=== Exercise objective ===
Look through the material below and report every line that includes "wiper".

*** Opening of Records to process ***

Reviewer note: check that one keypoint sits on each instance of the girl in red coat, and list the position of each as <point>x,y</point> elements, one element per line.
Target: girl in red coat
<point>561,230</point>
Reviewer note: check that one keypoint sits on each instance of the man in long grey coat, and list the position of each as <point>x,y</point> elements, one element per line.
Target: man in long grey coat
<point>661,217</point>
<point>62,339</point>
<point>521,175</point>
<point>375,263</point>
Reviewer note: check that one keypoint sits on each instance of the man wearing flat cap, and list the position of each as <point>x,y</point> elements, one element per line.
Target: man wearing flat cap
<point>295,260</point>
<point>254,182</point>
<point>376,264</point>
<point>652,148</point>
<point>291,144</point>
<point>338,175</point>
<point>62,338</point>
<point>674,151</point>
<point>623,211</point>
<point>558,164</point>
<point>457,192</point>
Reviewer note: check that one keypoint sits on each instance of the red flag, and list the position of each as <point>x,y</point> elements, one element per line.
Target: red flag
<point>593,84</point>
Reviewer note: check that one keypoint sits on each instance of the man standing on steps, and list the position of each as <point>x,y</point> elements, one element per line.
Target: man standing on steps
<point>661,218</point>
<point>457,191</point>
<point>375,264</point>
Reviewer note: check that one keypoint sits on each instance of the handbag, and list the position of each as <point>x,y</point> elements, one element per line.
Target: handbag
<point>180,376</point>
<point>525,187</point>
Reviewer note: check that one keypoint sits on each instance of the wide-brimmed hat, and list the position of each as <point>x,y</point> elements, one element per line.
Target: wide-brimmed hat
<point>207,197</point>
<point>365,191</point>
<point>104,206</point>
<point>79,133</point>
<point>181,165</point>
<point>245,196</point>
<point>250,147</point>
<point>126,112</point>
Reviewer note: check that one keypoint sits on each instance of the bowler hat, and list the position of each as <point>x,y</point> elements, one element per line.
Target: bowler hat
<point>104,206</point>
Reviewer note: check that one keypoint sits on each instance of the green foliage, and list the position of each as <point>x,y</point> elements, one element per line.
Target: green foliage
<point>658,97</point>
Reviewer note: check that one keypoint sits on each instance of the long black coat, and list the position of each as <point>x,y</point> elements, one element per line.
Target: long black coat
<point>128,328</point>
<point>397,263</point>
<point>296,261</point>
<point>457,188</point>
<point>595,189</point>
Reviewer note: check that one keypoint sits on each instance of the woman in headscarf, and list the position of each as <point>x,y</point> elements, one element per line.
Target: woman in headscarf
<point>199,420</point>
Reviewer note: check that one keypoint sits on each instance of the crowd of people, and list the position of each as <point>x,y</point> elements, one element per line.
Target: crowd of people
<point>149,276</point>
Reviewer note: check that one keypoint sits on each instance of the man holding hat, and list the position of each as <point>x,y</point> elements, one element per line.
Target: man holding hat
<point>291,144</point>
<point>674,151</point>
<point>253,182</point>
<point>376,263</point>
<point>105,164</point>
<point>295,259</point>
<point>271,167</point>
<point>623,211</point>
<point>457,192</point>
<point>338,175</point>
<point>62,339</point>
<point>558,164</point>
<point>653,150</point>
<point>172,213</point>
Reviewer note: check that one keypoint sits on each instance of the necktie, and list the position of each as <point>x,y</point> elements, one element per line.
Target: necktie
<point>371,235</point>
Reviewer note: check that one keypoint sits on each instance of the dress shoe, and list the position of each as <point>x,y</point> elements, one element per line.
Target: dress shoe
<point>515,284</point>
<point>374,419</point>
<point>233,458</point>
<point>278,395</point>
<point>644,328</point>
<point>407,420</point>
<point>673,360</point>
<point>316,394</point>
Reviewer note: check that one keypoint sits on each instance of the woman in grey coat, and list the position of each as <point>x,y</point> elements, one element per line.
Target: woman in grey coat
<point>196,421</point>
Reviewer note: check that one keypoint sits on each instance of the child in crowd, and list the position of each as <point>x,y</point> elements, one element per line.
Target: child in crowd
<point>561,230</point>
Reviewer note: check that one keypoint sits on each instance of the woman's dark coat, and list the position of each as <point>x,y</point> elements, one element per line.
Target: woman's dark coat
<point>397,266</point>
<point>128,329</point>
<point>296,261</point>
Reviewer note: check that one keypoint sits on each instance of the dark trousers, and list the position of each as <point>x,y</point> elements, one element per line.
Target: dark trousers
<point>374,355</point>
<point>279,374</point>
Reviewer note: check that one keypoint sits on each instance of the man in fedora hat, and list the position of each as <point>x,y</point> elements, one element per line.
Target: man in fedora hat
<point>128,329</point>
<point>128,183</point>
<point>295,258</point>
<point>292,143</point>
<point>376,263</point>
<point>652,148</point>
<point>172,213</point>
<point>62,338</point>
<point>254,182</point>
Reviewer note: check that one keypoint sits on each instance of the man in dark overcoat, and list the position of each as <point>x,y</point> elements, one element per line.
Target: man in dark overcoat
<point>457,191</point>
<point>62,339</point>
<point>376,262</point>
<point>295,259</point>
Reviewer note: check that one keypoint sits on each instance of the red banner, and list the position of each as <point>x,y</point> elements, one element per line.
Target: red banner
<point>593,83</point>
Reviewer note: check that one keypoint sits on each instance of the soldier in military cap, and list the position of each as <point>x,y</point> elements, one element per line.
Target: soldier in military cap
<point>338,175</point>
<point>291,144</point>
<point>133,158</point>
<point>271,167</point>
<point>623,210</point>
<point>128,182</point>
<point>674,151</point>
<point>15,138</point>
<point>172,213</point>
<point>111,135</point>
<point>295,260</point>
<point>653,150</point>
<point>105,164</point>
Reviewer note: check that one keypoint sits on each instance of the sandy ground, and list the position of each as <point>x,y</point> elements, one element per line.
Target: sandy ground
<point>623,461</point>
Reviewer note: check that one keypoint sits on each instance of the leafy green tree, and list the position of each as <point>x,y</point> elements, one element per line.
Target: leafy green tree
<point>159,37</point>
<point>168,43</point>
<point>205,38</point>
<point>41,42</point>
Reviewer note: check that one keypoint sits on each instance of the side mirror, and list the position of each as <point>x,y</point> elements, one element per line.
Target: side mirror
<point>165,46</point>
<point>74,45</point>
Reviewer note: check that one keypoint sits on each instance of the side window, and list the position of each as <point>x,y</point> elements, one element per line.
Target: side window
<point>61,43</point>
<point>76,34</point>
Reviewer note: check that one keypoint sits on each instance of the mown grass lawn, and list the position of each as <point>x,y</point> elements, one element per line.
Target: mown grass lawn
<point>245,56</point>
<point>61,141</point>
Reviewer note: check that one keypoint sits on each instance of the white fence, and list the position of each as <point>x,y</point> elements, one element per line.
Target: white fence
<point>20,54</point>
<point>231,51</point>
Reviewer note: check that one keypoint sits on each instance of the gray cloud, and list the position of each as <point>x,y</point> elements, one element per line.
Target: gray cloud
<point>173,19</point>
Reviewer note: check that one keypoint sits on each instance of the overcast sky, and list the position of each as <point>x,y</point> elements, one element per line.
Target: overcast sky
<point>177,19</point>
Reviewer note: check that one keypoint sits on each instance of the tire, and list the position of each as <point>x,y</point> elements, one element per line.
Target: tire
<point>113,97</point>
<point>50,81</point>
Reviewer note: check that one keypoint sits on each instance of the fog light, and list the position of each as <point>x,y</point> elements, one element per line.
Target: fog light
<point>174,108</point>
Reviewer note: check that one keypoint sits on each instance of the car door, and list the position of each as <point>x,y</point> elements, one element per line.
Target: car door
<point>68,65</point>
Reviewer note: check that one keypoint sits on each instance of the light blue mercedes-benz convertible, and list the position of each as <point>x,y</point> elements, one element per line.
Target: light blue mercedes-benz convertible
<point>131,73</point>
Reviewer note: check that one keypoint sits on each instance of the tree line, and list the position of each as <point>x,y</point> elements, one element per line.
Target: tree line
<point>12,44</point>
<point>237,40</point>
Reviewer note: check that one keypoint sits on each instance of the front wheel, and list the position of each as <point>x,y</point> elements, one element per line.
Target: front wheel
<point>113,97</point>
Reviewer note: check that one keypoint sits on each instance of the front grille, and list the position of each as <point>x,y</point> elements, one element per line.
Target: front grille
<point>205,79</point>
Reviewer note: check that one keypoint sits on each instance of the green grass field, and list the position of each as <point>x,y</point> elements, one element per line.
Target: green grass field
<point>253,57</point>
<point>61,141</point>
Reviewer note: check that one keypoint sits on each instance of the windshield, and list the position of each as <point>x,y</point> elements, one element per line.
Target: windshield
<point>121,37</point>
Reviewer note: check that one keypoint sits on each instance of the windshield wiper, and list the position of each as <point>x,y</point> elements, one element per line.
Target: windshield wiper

*** Close of Records to process ***

=== Result for this task ===
Reviewer note: check that one keypoint sits on each instance of the windshield wiper, and list the position of each as <point>x,y</point> elements, one element per line.
Target: windshield wiper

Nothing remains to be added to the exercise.